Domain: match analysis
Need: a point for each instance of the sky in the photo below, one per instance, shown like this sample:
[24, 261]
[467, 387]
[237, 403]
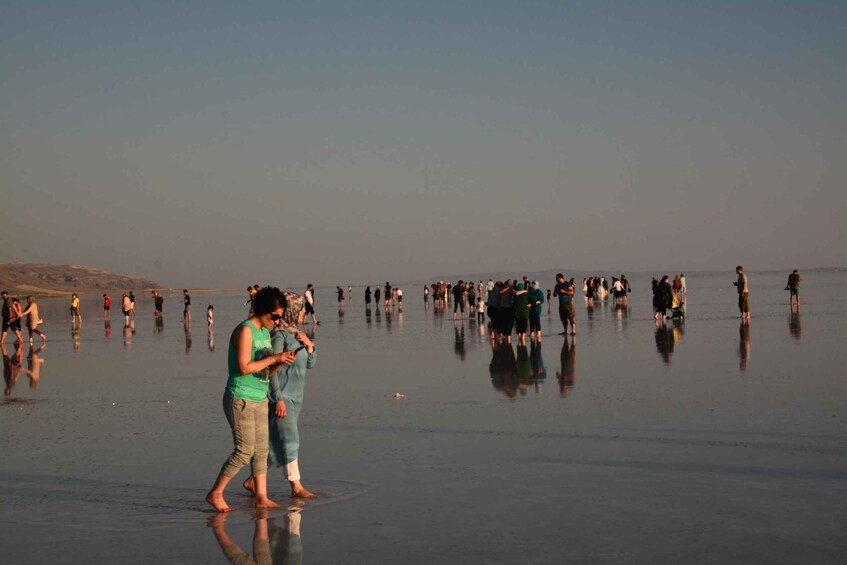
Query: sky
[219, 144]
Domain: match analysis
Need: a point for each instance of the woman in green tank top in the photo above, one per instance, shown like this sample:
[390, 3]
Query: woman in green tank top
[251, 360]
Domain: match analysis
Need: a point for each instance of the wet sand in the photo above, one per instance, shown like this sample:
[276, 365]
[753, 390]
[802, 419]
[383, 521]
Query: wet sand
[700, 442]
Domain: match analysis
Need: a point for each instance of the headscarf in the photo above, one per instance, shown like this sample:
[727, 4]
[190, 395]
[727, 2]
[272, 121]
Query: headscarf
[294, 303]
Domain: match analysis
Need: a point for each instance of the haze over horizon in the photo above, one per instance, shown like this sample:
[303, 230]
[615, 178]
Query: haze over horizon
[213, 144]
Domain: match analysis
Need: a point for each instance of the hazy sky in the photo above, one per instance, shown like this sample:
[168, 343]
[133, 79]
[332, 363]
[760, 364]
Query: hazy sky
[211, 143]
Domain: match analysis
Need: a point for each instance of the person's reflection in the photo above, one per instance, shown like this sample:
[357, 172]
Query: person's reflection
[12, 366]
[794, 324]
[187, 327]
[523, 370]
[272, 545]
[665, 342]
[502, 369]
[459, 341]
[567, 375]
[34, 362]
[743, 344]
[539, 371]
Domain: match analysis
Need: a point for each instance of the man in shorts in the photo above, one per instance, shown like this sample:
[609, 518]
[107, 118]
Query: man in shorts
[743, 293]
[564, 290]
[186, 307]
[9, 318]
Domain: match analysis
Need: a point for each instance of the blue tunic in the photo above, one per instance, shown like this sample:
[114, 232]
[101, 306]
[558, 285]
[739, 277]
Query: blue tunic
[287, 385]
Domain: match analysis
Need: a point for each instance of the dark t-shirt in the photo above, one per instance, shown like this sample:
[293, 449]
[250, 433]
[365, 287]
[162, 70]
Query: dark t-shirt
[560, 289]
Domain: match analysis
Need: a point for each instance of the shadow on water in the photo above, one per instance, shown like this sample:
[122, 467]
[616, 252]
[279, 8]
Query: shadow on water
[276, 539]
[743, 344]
══════
### Task details
Nothing in the entries above should change when they are printed again, except that the pictures are dropped.

### Result below
Domain: match analysis
Need: a point for each instance of the sky in the photo below, one per instance, shown like this sample:
[24, 261]
[467, 387]
[237, 403]
Query: sky
[219, 144]
Domain: match analysis
Need: a point for each instance of the woman in green tank top in the photo above, one per instance, shown like this sample:
[390, 3]
Query: woman in green tank top
[251, 360]
Domain: match analysis
Need: a point for each instance of the wet sand in the photo above, one per instance, shown like this sample:
[276, 365]
[753, 390]
[802, 419]
[383, 521]
Query: wet sand
[700, 442]
Domain: match analysis
Need: a point for each instance of the headscarf in the photo above, one per instance, shown like this sample:
[727, 4]
[190, 395]
[727, 2]
[272, 121]
Query: headscarf
[294, 303]
Domain: match analysis
Need: a point for each instance of the haze over horizon in the photo above, one per instance, shown like this sample:
[303, 230]
[615, 178]
Query: haze over horizon
[213, 144]
Domain: match analysis
Need: a point for each instance of the hazy sky in the photo above, one per instance, shown like this sample:
[168, 343]
[133, 79]
[332, 363]
[760, 364]
Query: hazy sky
[211, 143]
Domain: match analysis
Need: a point for each instance of the person's reflection in the photo above, one per instance, shown like this sample:
[357, 172]
Query: person's reflection
[12, 366]
[794, 324]
[187, 327]
[523, 370]
[272, 545]
[665, 342]
[502, 369]
[459, 341]
[567, 375]
[34, 362]
[743, 344]
[539, 371]
Domain: match analysis
Need: a point for each instance of the man in shorts in the photo above, one per instance, shown like this sample:
[609, 518]
[107, 118]
Query: man in shorts
[743, 293]
[564, 290]
[186, 307]
[9, 318]
Domain: match analysis
Need: a point for each instance of the blue tunic in the photo above, one per instance, shown like this sample:
[114, 232]
[101, 306]
[558, 285]
[739, 277]
Query: blue tunic
[287, 385]
Domain: match analysis
Need: a point for each instance of the dark t-shirt in the photo above, one per instance, shown like this sample:
[293, 449]
[250, 433]
[365, 287]
[162, 70]
Query: dark t-shirt
[560, 289]
Domain: match analysis
Need: a point for each instance of the shadow on water in the photo above, one per instance, shown like this sample:
[122, 467]
[616, 252]
[279, 8]
Query: shadow on water
[276, 539]
[743, 344]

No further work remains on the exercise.